When you retype the records that follow, keep each word as it is and drop any pictures.
[Opening RECORDS FOR THIS EXERCISE section]
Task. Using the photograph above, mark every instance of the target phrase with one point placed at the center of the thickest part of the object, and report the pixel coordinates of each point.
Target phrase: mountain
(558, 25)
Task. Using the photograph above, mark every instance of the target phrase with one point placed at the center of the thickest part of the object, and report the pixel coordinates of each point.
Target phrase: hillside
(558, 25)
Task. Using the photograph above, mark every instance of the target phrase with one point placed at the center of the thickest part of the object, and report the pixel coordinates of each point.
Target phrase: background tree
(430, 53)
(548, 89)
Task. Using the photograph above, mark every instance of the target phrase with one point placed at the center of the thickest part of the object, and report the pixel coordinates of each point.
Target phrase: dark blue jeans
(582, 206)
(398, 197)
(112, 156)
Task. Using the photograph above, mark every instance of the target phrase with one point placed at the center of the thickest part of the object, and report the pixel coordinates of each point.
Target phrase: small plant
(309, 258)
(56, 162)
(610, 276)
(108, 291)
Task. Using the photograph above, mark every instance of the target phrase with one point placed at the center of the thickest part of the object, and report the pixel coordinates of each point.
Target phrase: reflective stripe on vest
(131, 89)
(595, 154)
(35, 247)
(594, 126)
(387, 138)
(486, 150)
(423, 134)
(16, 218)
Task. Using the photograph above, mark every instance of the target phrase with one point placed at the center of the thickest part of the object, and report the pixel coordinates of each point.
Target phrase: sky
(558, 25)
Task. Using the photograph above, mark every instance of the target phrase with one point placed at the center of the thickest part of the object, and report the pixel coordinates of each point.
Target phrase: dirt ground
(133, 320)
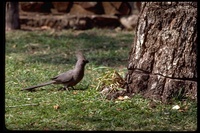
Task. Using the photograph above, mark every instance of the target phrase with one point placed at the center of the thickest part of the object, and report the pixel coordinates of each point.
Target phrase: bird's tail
(40, 85)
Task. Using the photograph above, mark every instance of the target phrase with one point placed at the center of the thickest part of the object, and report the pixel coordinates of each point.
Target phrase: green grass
(34, 57)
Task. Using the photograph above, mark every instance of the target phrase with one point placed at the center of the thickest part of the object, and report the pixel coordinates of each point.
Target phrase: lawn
(33, 57)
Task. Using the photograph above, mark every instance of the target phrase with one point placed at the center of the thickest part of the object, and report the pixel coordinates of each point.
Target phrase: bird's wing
(64, 77)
[Closing RECORDS FOR THIS EXERCISE section]
--- ANSWER BELOW ---
Task. Using the photograph above, mark every instance of the target phrase with one point placed at the center of the thickest part of the object, and report the pixel coordinates of each point.
Target phrase: mountain
(558, 25)
Task. Using the photograph above, mark every instance of the target phrase with one point placed at the center of the thickest part of the object, and report the pixel coordinates of each point.
Target phrase: hillside
(558, 25)
Task. Using the photograph above, mark every instance of the target phrase with one point placed at the center of the thickest part of the object, and report the pixel coordinates of each point.
Target phrase: background tree
(430, 53)
(548, 89)
Task. Using the photograph above, mark every instance of the target phrase with one point placed at the center of the thickest part of the object, and report the pixel coordinates of each point.
Target phrase: dark blue jeans
(582, 206)
(398, 197)
(112, 156)
Task. Using the photograph above, mark every instance of the target phrase with one point placed at the center of the thickest part of the object, and report the pixel coordinates of each point.
Target phrase: small plant
(309, 258)
(56, 162)
(610, 276)
(108, 291)
Task. Using the photograph above, mark every instance of the target phrase with one point placed at the center of the thickest part of the object, and report the pixel coordinates of each point.
Target phrase: reflective stripe on vest
(131, 89)
(595, 154)
(35, 247)
(594, 126)
(387, 138)
(486, 150)
(423, 134)
(16, 218)
Task. Using the photograph above, mark every instance of the target phrase with one point placed at the center of the thickest part of the object, and report the pixel coordinates of each point.
Target phrase: sky
(558, 25)
Task. Using the photograph above, mark every instance of the target phrase with one point placed at the center of the thickest part of the object, and report the pixel coordinates of each point.
Target phrase: dirt ground
(133, 320)
Task. Using the photograph above, mark every instance of the target phrase with one point placed at the center of the thickest part of the object, and report the pixel coordinates of each point.
Target phrase: bird's tail
(40, 85)
Task. Using the photograph above, mark every instance of the target phrase with one point placed at the center of the thickest part of the object, and report the pixel coordinates of each point.
Target phrase: green grass
(34, 57)
Task. Using the photograph above, mark every instance of the target phrase with one point placed at the center of the thickest part of the object, and report the pixel coordinates of each point.
Target phrase: lawn
(33, 57)
Task. Using the photograph above, mark every instance of the target phrase with one point placed at the center of the thickest part of the object, and report the pixel coordinates of each point.
Target phrase: bird's wing
(64, 77)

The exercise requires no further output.